# About this task
Exact retyping of the data: please keep every word and drop each picture.

╭──

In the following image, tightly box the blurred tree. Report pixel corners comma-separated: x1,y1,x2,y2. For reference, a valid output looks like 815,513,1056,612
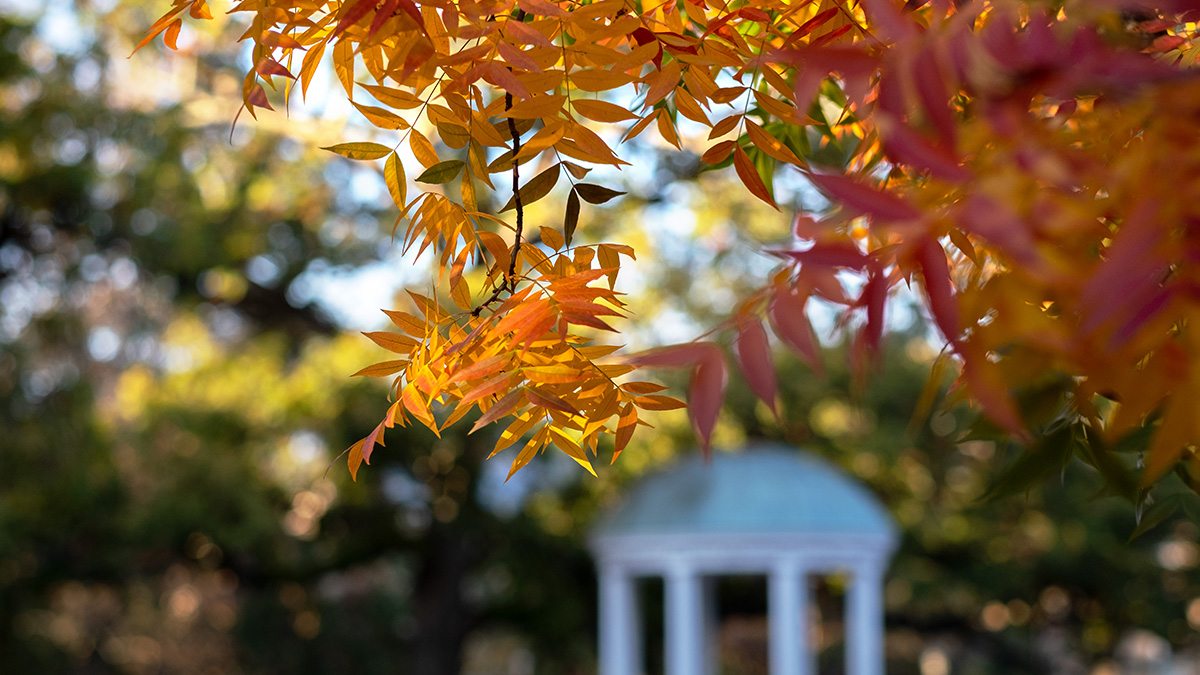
0,5,601,673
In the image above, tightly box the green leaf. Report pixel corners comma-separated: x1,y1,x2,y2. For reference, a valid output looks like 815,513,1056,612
415,159,466,184
564,189,580,247
574,183,625,205
981,424,1074,502
322,142,392,160
1129,494,1180,542
1074,430,1138,501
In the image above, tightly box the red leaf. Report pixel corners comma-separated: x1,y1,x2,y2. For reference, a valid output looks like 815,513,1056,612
333,0,377,36
369,0,400,35
792,213,825,239
773,242,872,269
361,421,386,465
624,342,716,368
769,286,823,375
878,115,968,181
688,346,728,457
806,172,921,222
860,0,918,42
470,389,524,433
916,238,960,345
256,57,296,79
395,0,425,29
912,47,957,150
736,318,777,412
781,7,838,46
245,84,273,112
860,270,888,353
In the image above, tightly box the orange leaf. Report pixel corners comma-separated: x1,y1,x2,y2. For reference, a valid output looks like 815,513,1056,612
613,402,638,462
634,395,687,411
353,360,408,377
363,331,418,353
733,146,777,208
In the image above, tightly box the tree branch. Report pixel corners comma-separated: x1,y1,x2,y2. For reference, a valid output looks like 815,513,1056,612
471,89,524,317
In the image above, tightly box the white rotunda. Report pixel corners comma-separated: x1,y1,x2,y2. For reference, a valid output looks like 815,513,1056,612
589,443,899,675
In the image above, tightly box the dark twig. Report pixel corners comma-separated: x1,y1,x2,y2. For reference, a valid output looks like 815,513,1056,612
471,89,524,317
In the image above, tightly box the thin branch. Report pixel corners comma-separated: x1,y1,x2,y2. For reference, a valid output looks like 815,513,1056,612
506,92,524,282
471,88,525,317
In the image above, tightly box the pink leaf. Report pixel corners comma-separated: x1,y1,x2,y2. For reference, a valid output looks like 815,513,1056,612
807,172,922,222
735,318,778,412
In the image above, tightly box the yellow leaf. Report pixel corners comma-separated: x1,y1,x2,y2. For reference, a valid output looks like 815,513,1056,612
573,99,637,123
353,102,409,130
384,152,407,209
410,130,439,169
322,142,392,160
353,360,409,377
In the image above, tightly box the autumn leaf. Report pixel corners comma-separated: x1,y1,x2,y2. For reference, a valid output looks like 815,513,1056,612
322,142,392,161
805,172,921,222
735,318,778,413
574,183,625,205
416,160,466,184
733,146,777,208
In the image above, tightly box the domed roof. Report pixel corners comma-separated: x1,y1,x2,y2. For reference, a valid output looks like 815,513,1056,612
592,443,896,539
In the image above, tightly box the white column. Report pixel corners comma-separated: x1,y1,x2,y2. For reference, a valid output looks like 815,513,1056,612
701,576,719,675
769,559,812,675
665,563,705,675
846,563,886,675
598,563,641,675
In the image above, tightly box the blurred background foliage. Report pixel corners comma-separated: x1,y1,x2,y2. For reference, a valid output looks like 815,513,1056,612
1,2,1199,674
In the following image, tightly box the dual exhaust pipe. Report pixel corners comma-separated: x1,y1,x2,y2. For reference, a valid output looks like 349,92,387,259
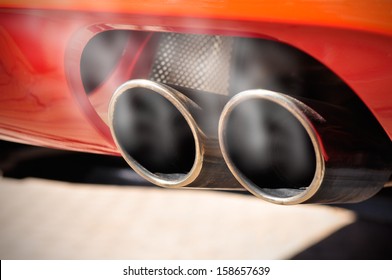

╰──

# Output of the task
In the following image, tightly box the blurred tree. Report pixel corners comma-separated: x1,y1,x2,y2. For reference, a valid output looks like 815,513,1056,612
0,5,601,673
In the image above, tightly box the green leaf. Report pixel corners comma-separated: x1,y1,x2,y2. For reference, a valid output looks like 815,513,1056,612
415,159,466,184
564,189,580,247
574,183,625,205
981,424,1074,502
322,142,392,160
1129,494,1180,542
1074,430,1138,501
In the image above, tightly box the red leaf. Report pixel corners comma-separated: x1,y1,x2,y2. For reference, a valid output looks like 815,513,1056,612
333,0,377,36
369,0,400,35
792,213,825,239
773,242,872,269
361,421,386,465
624,342,716,368
769,286,823,375
878,115,968,181
688,346,728,457
806,172,921,222
860,0,918,42
470,389,524,433
916,238,960,345
256,57,296,79
395,0,425,29
912,47,957,150
736,318,777,412
781,7,838,46
245,84,273,112
860,270,888,353
In the image above, tightly box the orange leaf. Report pixel corners comma-separated: x1,y1,x2,y2. For reference, a valid output looks like 815,513,1056,612
613,402,638,462
634,395,687,411
353,360,408,377
363,331,418,353
733,146,777,208
In the image above, tightly box the tree branch. Report pixel corners comma-separated: x1,y1,x2,y2. For reference, a valid output looks like 815,513,1056,612
471,89,524,317
In the image above, tightly box the white rotunda. Report pixel corners comma-separated: x1,y1,x2,y2. For reference, a valid output looks like 815,513,1056,612
589,443,899,675
In the image above, tightly box the dark twig. Report pixel corners comma-separated: x1,y1,x2,y2. For reference, a valid output looks like 815,513,1056,612
471,89,524,317
In the image above, tightly box the thin branch. Report pixel corners comma-separated: x1,y1,x2,y2. For reference, a valid output looks like 815,513,1056,612
506,92,524,282
471,88,525,317
In the image above, tightly box the pink leaf. Report pixel corners comma-separated: x1,y1,x2,y2. For reference, a valid output looks like 815,513,1056,612
807,172,922,222
735,318,778,412
In the image above, tightly box the yellow leaf. Report pixel corners comma-separated: x1,y1,x2,y2. For reference, a valid output looks like 815,513,1056,612
573,99,637,123
353,102,409,130
384,152,407,209
410,130,439,169
322,142,392,160
353,360,409,377
In the image above, tightly box the autumn leaf. Report pixel corners comma-separated: x1,y1,x2,y2. For reference, a valid output looks like 815,513,1056,612
322,142,392,161
805,172,921,222
735,318,778,413
574,183,625,205
416,160,466,184
733,146,777,208
In the image above, tightly box the domed roof. Report pixel corners comma-separated: x1,y1,x2,y2. For reference, a valid output looks like 815,513,1056,612
592,443,896,539
In the image above, tightly box the white column. Report pixel corners comma-separated: x1,y1,x2,y2. For reference, a valid output looks like 815,513,1056,612
701,576,719,675
769,559,812,675
665,563,705,675
846,563,886,675
598,563,641,675
In the image above, tightly box the blurred background foliage. Report pixel corners comma-separated: x1,y1,x2,y2. For reference, a valid output looks like 815,513,1056,612
1,2,1199,674
In the following image, tightly box the dual exhaust pipe. Report pixel corners comma-separated: x1,y1,x2,y2. For reference, a valid output looks like 349,92,387,259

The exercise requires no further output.